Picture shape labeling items
━━━━━━━━

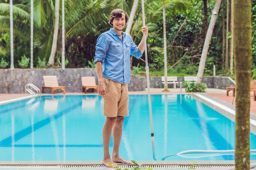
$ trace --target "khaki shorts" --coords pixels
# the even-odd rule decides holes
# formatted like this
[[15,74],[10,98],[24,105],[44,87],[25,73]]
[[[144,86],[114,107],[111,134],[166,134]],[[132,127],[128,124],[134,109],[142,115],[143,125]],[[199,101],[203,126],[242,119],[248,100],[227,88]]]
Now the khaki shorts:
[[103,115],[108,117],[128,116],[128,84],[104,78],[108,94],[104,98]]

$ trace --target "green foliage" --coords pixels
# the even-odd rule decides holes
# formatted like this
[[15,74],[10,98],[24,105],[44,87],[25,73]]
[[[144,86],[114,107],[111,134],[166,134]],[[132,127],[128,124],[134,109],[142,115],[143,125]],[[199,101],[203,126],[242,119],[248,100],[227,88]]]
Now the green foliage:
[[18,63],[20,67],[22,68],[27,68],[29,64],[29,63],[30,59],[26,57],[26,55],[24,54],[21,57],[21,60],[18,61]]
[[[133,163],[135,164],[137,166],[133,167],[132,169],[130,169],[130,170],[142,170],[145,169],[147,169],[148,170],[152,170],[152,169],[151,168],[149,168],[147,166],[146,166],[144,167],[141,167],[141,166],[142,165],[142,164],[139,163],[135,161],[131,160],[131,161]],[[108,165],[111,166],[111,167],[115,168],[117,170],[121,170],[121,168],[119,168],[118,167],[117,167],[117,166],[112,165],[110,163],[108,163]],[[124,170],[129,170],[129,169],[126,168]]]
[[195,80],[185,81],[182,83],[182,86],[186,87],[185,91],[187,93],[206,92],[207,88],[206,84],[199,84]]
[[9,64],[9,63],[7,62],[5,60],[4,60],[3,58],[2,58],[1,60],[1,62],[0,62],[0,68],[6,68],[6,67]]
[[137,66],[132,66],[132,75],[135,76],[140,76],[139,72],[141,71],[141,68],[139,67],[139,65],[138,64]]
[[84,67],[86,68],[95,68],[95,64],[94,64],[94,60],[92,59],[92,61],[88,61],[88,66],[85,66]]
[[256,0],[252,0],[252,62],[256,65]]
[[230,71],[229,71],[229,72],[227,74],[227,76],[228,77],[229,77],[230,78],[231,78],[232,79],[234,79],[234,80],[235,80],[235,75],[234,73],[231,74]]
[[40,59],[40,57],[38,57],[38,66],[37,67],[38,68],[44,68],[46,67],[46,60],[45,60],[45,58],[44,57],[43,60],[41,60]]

━━━━━━━━

Can you put every line of the items above into a JSON list of strings, one string per line, with blank lines and the pictures left out?

[
  "$ trace --target \"khaki shorts\" --coords pixels",
  "# the even-odd rule decides holes",
  "# formatted like this",
  "[[15,74],[10,98],[24,105],[44,87],[25,73]]",
  "[[[144,86],[114,107],[111,134],[166,134]],[[132,127],[128,124],[134,109],[142,115],[143,125]],[[199,101],[203,126],[242,119],[248,100],[227,88]]]",
  "Now the khaki shorts:",
  "[[103,115],[108,117],[128,116],[128,84],[104,78],[108,94],[104,98]]",
  "$ trace --target \"green foliage\" --coords pixels",
  "# the even-odd rule decides holes",
  "# formatted like this",
  "[[15,74],[10,98],[24,105],[44,87],[25,73]]",
  "[[[144,86],[114,107],[111,134],[166,134]],[[132,127],[128,124],[134,109],[142,115],[143,125]],[[199,101],[203,126],[242,119],[248,100],[227,88]]]",
  "Now the green foliage:",
  "[[18,63],[20,67],[22,68],[27,68],[29,64],[29,63],[30,59],[26,57],[26,55],[24,54],[21,57],[21,60],[18,61]]",
  "[[[133,163],[135,164],[137,166],[133,167],[132,169],[130,169],[130,170],[142,170],[145,169],[147,169],[148,170],[152,170],[152,169],[151,168],[149,168],[147,166],[146,166],[144,167],[141,167],[141,166],[142,165],[142,164],[139,163],[135,161],[131,160],[131,161]],[[108,165],[111,166],[111,167],[115,168],[117,170],[121,170],[121,168],[119,168],[118,167],[117,167],[117,166],[112,165],[110,163],[108,163]],[[124,170],[129,170],[129,169],[126,168]]]",
  "[[195,80],[185,81],[182,83],[182,86],[186,87],[185,91],[187,93],[206,92],[207,88],[206,84],[199,84]]",
  "[[9,64],[9,63],[7,62],[5,60],[4,60],[3,58],[2,58],[1,60],[1,62],[0,62],[0,68],[6,68],[6,67]]",
  "[[137,66],[132,66],[132,75],[135,76],[140,76],[139,72],[141,71],[141,68],[139,67],[139,65],[138,64]]",
  "[[84,67],[86,68],[95,68],[95,64],[94,64],[94,60],[92,59],[92,61],[88,61],[88,66],[85,66]]",
  "[[256,0],[252,0],[252,62],[256,65]]",
  "[[230,71],[229,71],[229,72],[227,74],[227,76],[228,77],[229,77],[230,78],[231,78],[232,79],[234,79],[234,80],[235,80],[235,75],[234,73],[231,74]]",
  "[[40,59],[40,57],[38,57],[38,66],[37,67],[38,68],[44,68],[46,67],[46,60],[45,60],[45,58],[44,57],[43,60],[41,60]]"
]